YOUR GOAL: Restate all the data word for word and omit the pictures.

※

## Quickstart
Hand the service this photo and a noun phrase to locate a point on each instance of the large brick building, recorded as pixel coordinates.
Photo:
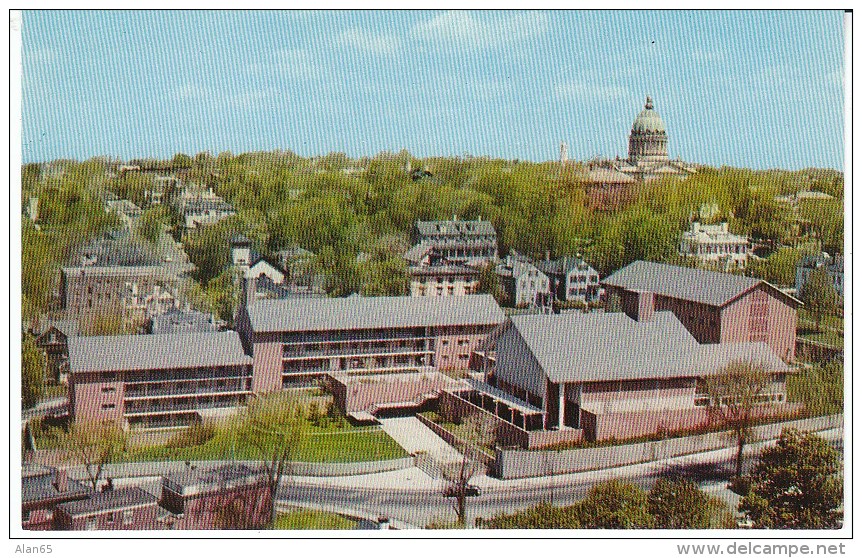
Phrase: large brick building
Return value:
(569, 377)
(157, 380)
(715, 307)
(298, 340)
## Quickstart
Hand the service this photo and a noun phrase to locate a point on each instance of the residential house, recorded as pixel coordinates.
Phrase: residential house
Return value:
(231, 496)
(714, 246)
(112, 510)
(834, 268)
(572, 279)
(524, 283)
(715, 307)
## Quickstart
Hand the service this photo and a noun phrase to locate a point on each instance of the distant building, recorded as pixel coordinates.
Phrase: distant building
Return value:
(227, 497)
(611, 184)
(457, 241)
(715, 246)
(572, 279)
(54, 343)
(599, 376)
(834, 268)
(135, 292)
(112, 510)
(524, 283)
(715, 307)
(157, 380)
(42, 489)
(443, 280)
(203, 208)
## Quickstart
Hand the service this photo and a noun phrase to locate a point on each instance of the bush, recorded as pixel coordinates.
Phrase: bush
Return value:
(195, 435)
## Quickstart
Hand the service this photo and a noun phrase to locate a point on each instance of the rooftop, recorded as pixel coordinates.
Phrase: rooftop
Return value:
(602, 346)
(698, 285)
(325, 314)
(111, 500)
(155, 352)
(455, 228)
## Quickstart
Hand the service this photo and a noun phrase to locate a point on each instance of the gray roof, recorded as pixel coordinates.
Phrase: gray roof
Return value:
(155, 352)
(38, 486)
(460, 228)
(111, 500)
(698, 285)
(601, 346)
(324, 314)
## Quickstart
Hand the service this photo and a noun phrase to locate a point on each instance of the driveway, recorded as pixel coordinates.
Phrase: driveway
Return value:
(414, 436)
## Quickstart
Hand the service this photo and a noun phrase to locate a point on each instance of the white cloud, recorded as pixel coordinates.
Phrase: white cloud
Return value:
(583, 91)
(369, 42)
(191, 92)
(707, 55)
(461, 29)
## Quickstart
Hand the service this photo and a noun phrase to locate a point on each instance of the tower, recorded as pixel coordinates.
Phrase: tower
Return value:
(648, 139)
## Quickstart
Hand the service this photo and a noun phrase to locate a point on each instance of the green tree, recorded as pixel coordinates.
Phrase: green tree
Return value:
(32, 372)
(615, 505)
(819, 296)
(92, 444)
(820, 387)
(733, 396)
(477, 431)
(796, 485)
(274, 425)
(680, 504)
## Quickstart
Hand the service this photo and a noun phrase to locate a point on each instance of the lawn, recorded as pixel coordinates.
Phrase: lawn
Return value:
(313, 519)
(330, 446)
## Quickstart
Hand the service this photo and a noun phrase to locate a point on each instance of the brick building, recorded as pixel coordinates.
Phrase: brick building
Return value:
(228, 497)
(42, 489)
(157, 380)
(113, 510)
(715, 307)
(569, 377)
(297, 340)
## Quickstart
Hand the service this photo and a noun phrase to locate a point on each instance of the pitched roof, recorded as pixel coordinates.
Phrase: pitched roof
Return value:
(601, 346)
(455, 228)
(110, 500)
(698, 285)
(155, 352)
(323, 314)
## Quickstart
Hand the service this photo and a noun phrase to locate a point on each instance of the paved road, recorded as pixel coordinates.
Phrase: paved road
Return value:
(423, 501)
(414, 436)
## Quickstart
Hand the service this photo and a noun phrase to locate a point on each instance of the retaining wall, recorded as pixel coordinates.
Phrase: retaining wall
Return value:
(515, 463)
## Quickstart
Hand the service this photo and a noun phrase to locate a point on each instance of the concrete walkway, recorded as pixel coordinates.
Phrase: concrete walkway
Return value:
(414, 436)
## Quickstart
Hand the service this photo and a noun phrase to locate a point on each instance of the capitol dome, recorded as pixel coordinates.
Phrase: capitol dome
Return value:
(648, 140)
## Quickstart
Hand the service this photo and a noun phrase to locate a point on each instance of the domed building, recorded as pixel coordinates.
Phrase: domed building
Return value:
(648, 140)
(612, 183)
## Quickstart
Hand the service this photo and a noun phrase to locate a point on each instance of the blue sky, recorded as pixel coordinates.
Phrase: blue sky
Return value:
(754, 89)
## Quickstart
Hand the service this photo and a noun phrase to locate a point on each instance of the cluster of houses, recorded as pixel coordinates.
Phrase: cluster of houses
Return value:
(231, 496)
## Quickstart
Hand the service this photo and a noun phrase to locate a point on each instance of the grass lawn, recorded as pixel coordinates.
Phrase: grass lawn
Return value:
(312, 519)
(329, 446)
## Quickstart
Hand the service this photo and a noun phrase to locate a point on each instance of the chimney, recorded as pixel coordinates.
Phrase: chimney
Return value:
(646, 306)
(61, 481)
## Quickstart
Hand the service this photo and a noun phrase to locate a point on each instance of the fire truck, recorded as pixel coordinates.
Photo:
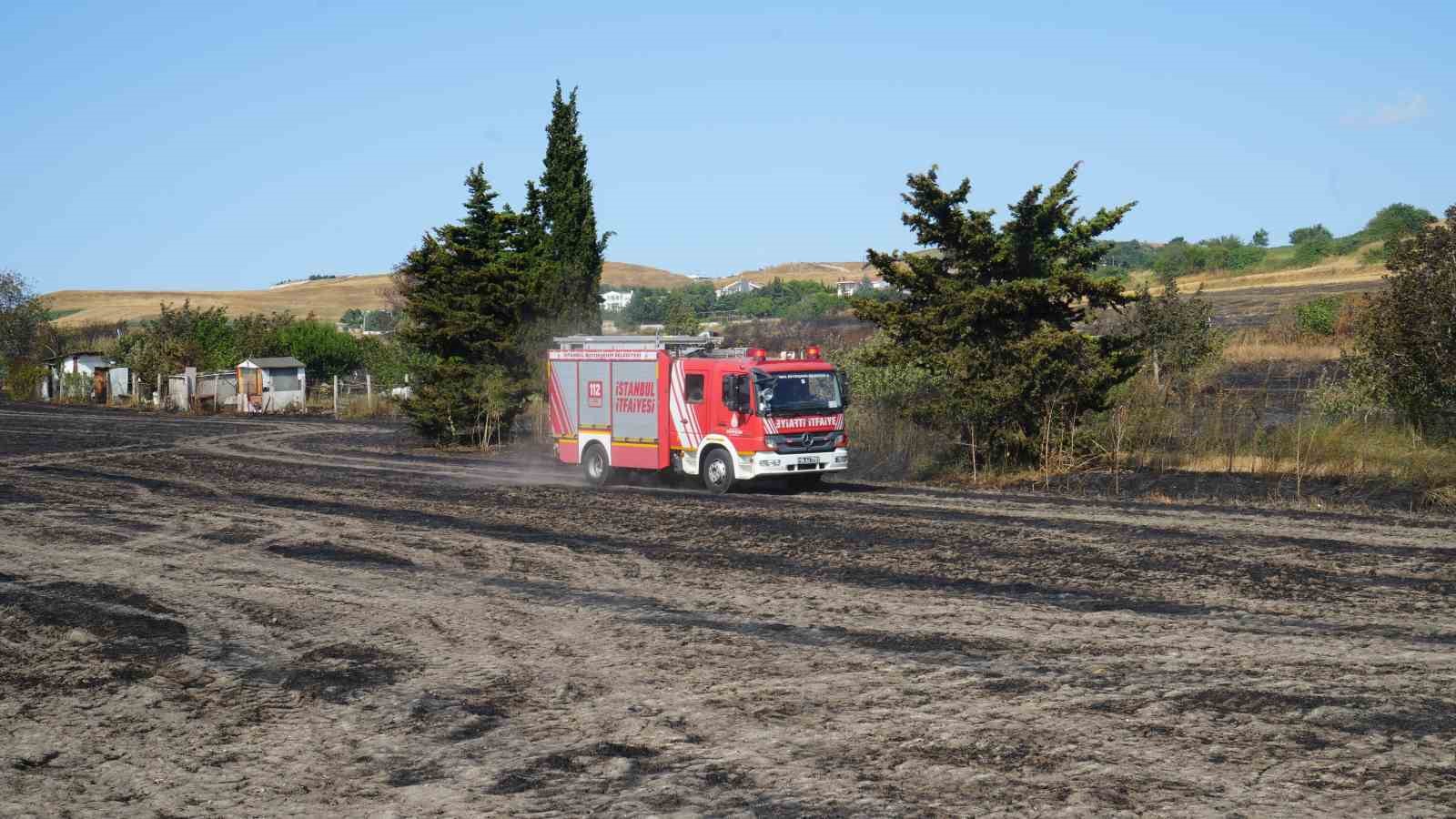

※

RESPONSE:
## Quickstart
Hand the service this photo and a noun phrase to locate a point on each instance of the large brick building, recorded as pixel coordinates.
Photo:
Phrase: large brick building
Return value:
(569, 377)
(157, 380)
(715, 307)
(298, 340)
## Quickstart
Hand the service this photo and a noun phrase to locate a point on each instance of the residential house, recorded as pixel coordinates.
Phrase: residential house
Return value:
(231, 496)
(714, 246)
(112, 510)
(834, 268)
(572, 279)
(524, 283)
(715, 307)
## Quickstart
Hand the service this photo and a noun phrase to locate a point on each instance of the distant building, recorded as pixel coordinates.
Phrase: distant building
Return value:
(227, 497)
(611, 184)
(457, 241)
(715, 246)
(572, 279)
(54, 343)
(599, 376)
(834, 268)
(135, 292)
(112, 510)
(524, 283)
(715, 307)
(157, 380)
(42, 489)
(443, 280)
(203, 208)
## Quickstart
Hand the service this photo and a noun phrase to locate a point on each instance of the bush, recorded as pixel coordinates.
Phrase: bush
Return value:
(195, 435)
## Quickstart
Hand the service this photo and a noun phrase to locate a point on each instance of the rooftop, recorded as pixel coordinates.
Phrase: rooftop
Return value:
(602, 346)
(698, 285)
(325, 314)
(111, 500)
(155, 352)
(455, 228)
## Quickstart
Hand the service this photo and a noun phrase to locate a point on each instance of the gray roof, recorded as pixel coordinates.
Phrase: gray roof
Return value:
(155, 352)
(38, 486)
(460, 228)
(111, 500)
(698, 285)
(601, 346)
(324, 314)
## Quickstart
Hand the service this photo and a noun phrase to locate a point on each instance of the driveway, recorded as pixel coordinates.
Phrase: driveway
Return value:
(414, 436)
## Quickstart
Hand the service this photo and a noun phrase to locate a point on each instance of the white cloud, recorded as pixel coordinates.
Phrase: white cloud
Return value:
(583, 91)
(369, 42)
(191, 92)
(707, 55)
(461, 29)
## Quickstart
Hand the service this photo and a noun phrase to locate a point on each instance of the tower, recorded as pixel coordinates.
Phrase: tower
Return value:
(648, 139)
## Quickstart
Hand the service this photo and a noun phrase to locate a point on each instance of the green tree, recorded as pixel coordinates.
Phrase: green tree
Return value:
(32, 372)
(615, 505)
(819, 296)
(92, 444)
(820, 387)
(733, 396)
(477, 431)
(796, 485)
(274, 425)
(680, 504)
## Quickstart
Hand the service this photo and a noun phrase to locate a point on each instance of the lawn, recorded as pixel coordinates.
Phrase: lawn
Return value:
(313, 519)
(330, 446)
## Quickstart
Hand the service this photo and a noun phrase to locate a point on each instance of the brick building, recorded as pixel coordinates.
Phrase: brick building
Return value:
(228, 497)
(42, 489)
(157, 380)
(113, 510)
(715, 307)
(569, 377)
(297, 340)
## Quickstart
Hand the service this photo and a noun phrase to locate a point on each instance of the pitched roof, recorded as pixel coordinates.
Phrase: pitched roof
Return value:
(601, 346)
(455, 228)
(110, 500)
(698, 285)
(155, 352)
(323, 314)
## Quickstart
Hand the service this photo and a noun phrase to locate a point on each instance of the paved road, recorded as pixel coordinates.
Phrase: paved road
Return value:
(423, 501)
(414, 436)
## Quickstart
Hand the service this photo and a noun phrase to locate a point on each instance of the retaining wall, recorded as pixel coordinates.
Phrase: retaining wall
Return value:
(515, 463)
## Quickstart
Hand the service this photo and a noun phrase to locate a point on each instance of the concrete walkway, recorded as pixel coordinates.
Phrase: concrete walkway
Return value:
(414, 436)
## Quickstart
Hand the service this photo and a noun phrase to locate a point on each instance of the capitol dome, recorded as pixel coordinates.
Phrase: capitol dome
Return value:
(648, 140)
## Quickstart
Hand the service this photo and a noun phrase to locate a point on each instance of the domed building, recorded as pixel coordinates.
Phrase: domed building
Return value:
(648, 140)
(612, 183)
## Quickstart
Hand the service this photo and a noun phrase to locate a point on each instance of the blue sky, recorded as pixel coordinates.
Phrase: blue sky
Return value:
(754, 89)
## Quickstart
Hand the service this photo and a noun phrase to locate a point on each instance of the cluster of houses, recorded as pixel coordinates.
Phrase: cluster of houses
Return value:
(231, 496)
## Quickstart
Hand the service this photo and a noun phrase to locate a point on each instance of the grass lawn, recorded as pixel coordinates.
Phrase: grass lawn
Return value:
(312, 519)
(329, 446)
## Quickstart
Hand the service this photo and a noun phrase to locate a point on each instance of the chimney, recorded as pixel coordinates.
Phrase: chimney
Return value:
(646, 306)
(61, 481)
## Quickstart
Hand the service this photo and a noun phrase to locate a point on each instance of the fire truck, recorded as pixel coordinates.
Photo:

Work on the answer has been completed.